What you should do: Without including any pictures, write out all the records word for word.

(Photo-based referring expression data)
____

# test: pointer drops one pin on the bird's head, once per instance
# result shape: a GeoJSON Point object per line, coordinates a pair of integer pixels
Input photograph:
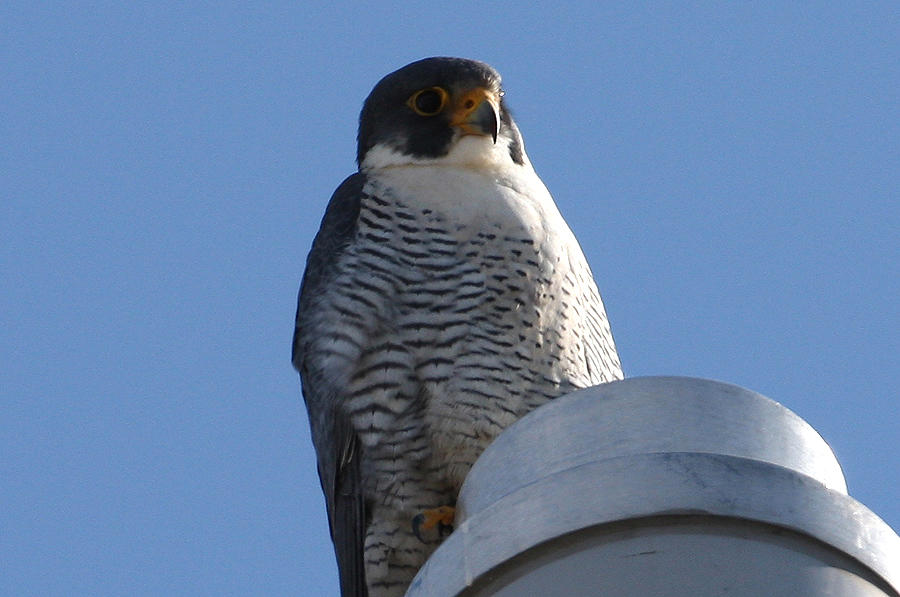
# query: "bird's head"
{"type": "Point", "coordinates": [438, 111]}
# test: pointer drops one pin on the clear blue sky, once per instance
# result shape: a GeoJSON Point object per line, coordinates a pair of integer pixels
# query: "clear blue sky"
{"type": "Point", "coordinates": [732, 172]}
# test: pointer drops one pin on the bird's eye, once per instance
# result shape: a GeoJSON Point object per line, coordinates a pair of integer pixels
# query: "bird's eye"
{"type": "Point", "coordinates": [428, 101]}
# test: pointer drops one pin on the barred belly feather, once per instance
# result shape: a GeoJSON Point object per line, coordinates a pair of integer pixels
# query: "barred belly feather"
{"type": "Point", "coordinates": [452, 318]}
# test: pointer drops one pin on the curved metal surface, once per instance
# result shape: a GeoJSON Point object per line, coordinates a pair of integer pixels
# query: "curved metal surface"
{"type": "Point", "coordinates": [648, 447]}
{"type": "Point", "coordinates": [644, 415]}
{"type": "Point", "coordinates": [660, 484]}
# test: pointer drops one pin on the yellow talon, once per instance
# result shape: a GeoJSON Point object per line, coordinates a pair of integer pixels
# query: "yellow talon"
{"type": "Point", "coordinates": [440, 517]}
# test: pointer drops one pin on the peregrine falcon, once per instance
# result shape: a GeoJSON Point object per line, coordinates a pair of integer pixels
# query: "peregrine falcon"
{"type": "Point", "coordinates": [444, 298]}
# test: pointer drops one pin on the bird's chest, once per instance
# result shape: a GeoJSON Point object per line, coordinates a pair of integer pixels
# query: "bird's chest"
{"type": "Point", "coordinates": [467, 258]}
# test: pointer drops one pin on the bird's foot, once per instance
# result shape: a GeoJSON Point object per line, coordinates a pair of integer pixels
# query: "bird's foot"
{"type": "Point", "coordinates": [441, 517]}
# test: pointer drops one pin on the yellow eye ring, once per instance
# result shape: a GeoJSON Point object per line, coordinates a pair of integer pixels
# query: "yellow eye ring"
{"type": "Point", "coordinates": [428, 101]}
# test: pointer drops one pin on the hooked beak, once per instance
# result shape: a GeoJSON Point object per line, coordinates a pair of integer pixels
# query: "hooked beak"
{"type": "Point", "coordinates": [477, 112]}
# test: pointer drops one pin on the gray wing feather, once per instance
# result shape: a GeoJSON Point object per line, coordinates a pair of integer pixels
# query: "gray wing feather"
{"type": "Point", "coordinates": [337, 446]}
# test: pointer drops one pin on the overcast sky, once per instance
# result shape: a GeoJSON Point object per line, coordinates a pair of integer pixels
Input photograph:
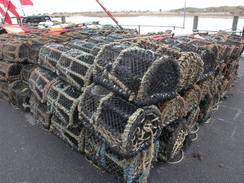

____

Answer below:
# test: pointer drops one pin on the bird's head, once per instance
# result shape: a GeoJSON Point object per line, coordinates a pair of integer pixels
Input photograph:
# query: "bird's head"
{"type": "Point", "coordinates": [438, 111]}
# test: pointer drops one pin on the clear blue sky, once per instance
# result shape: a GeoJSON Point object per line, coordinates a pair of integer pixels
# query: "clear blue sky"
{"type": "Point", "coordinates": [732, 172]}
# test: pointer drops one pin on the bird's eye, once per instance
# result shape: a GeoJSON Point object per line, coordinates a pair of integer pixels
# query: "bird's eye"
{"type": "Point", "coordinates": [428, 101]}
# test: pointer drops one pin on the barred belly feather, once per instance
# result shape: a GeoJSON Point object per line, coordinates a pair of integer pixels
# query: "barred belly feather"
{"type": "Point", "coordinates": [452, 318]}
# test: pointer drops one pin on the curved metal surface, once per instance
# result shape: a GeoJSON Point object per line, coordinates a pair of integer pixels
# query: "curved metal surface"
{"type": "Point", "coordinates": [648, 447]}
{"type": "Point", "coordinates": [644, 415]}
{"type": "Point", "coordinates": [660, 484]}
# test: pointer drops one pin on the yellow talon, once per instance
# result shape: a GeoJSON Point object per line, coordinates a pair of integer pixels
# query: "yellow talon"
{"type": "Point", "coordinates": [440, 517]}
# test: pointer drops one pin on the peregrine falcon, once per instance
# result shape: a GeoJSON Point object per line, coordinates a pair of integer pixels
# query: "peregrine falcon"
{"type": "Point", "coordinates": [444, 298]}
# test: pointer drops one pin on the bird's chest, once per instance
# result shape: a GeoJSON Point object per line, coordinates a pair of integer pixels
# query: "bird's chest"
{"type": "Point", "coordinates": [467, 258]}
# test: pointer drops one pin on the bird's foot, once per instance
# result shape: a GeoJSON Point object per line, coordinates a pair of integer pixels
# query: "bird's foot"
{"type": "Point", "coordinates": [441, 517]}
# test: pointer drops one pin on the yellow eye ring, once per instance
# result shape: a GeoJSON Point object per line, coordinates a pair of integer pixels
# query: "yellow eye ring"
{"type": "Point", "coordinates": [428, 101]}
# test: pointer drops one pin on the hooked beak, once per instance
# result shape: a GeoJSON Point object per line, coordinates a pair of integer pixels
# query: "hooked beak"
{"type": "Point", "coordinates": [477, 112]}
# test: pointer drops one pin on the gray wing feather, once per instance
# result shape: a GeoJSON Point object per line, coordinates a pair of integer pixels
# query: "gray wing feather"
{"type": "Point", "coordinates": [337, 446]}
# test: pointer drops one pin on the overcast sky, once per instance
# result shape: a GeoJSON Point object per line, coordinates a pair of integer pixels
Input photograph:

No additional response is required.